== RECORDS FOR THIS EXERCISE ==
====

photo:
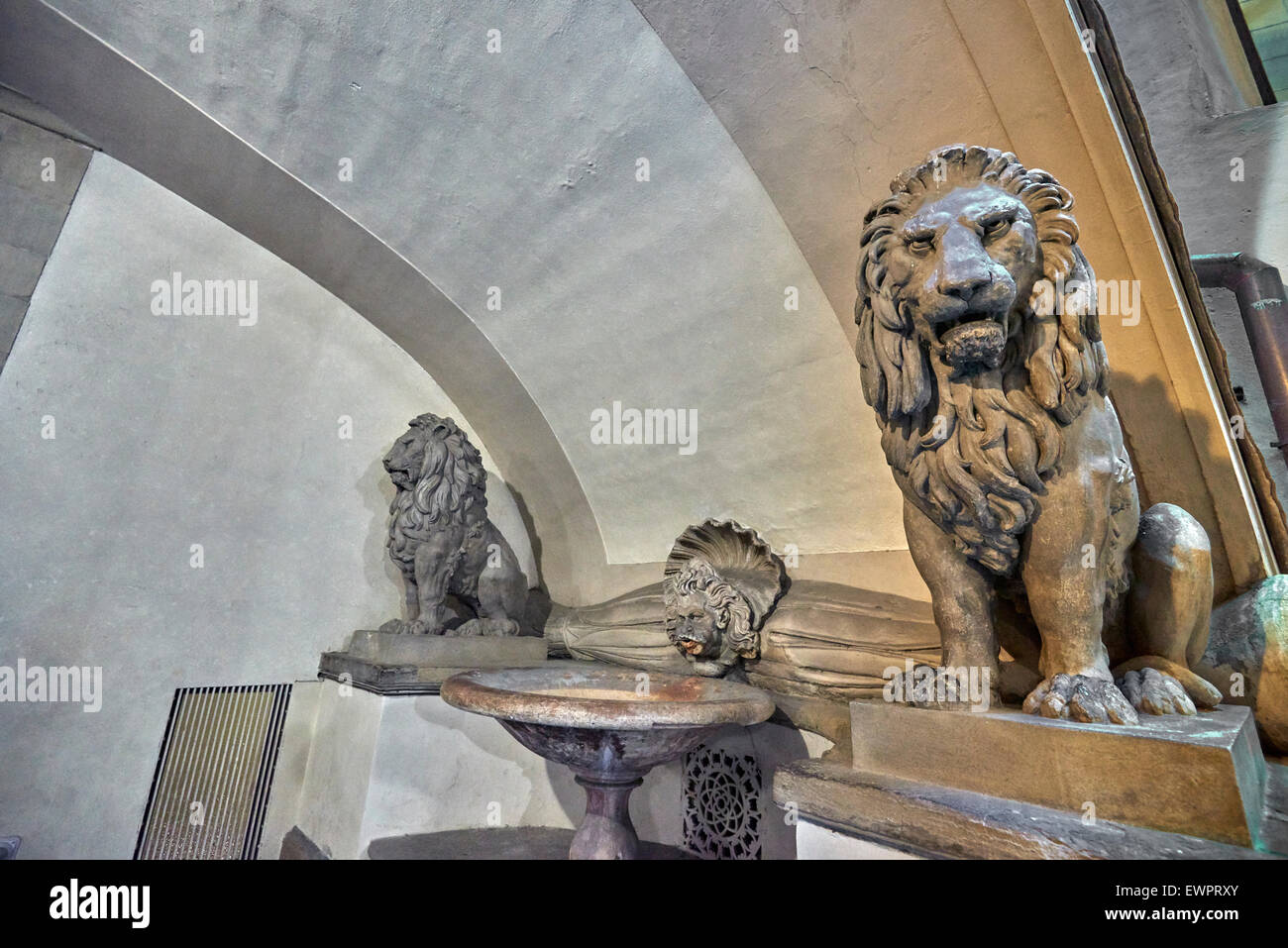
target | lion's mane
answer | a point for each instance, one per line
(730, 607)
(450, 488)
(999, 434)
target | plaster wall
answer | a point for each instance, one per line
(171, 430)
(1225, 158)
(518, 170)
(359, 767)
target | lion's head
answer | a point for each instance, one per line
(706, 617)
(438, 473)
(970, 356)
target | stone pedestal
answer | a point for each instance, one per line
(390, 664)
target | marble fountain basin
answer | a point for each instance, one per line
(609, 727)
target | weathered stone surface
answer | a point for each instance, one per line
(609, 727)
(1249, 640)
(442, 540)
(822, 640)
(935, 820)
(394, 664)
(1201, 775)
(500, 843)
(980, 352)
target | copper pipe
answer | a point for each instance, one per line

====

== STATED TASK ==
Put all the items above into a JSON list of strings, one string per line, with blank lines and the pictures left out.

== ANSWER FOR THE TASK ==
[
  "photo:",
  "target | lion's mane",
  "answer | a point for each instance, one per line",
  "(730, 607)",
  "(450, 488)",
  "(999, 434)",
  "target | plaster wall",
  "answer | a point for each instance, one per line",
  "(171, 430)",
  "(1225, 158)",
  "(518, 170)",
  "(359, 767)",
  "target | lion's head",
  "answer | a point for each instance, one per line",
  "(706, 617)",
  "(438, 473)",
  "(970, 356)",
  "target | stone pedestal",
  "answer | a point for each instance, one per line",
  "(390, 664)",
  "target | marble fountain basin",
  "answer | a point for each instance, one per line",
  "(609, 727)",
  "target | weathered stone surface",
  "answer | a point for each instance, one per line",
  "(609, 727)",
  "(1249, 640)",
  "(442, 540)",
  "(822, 640)",
  "(935, 820)",
  "(394, 664)",
  "(1201, 775)",
  "(500, 843)",
  "(980, 352)",
  "target | copper pipe",
  "answer | a point for each instance, one per line"
]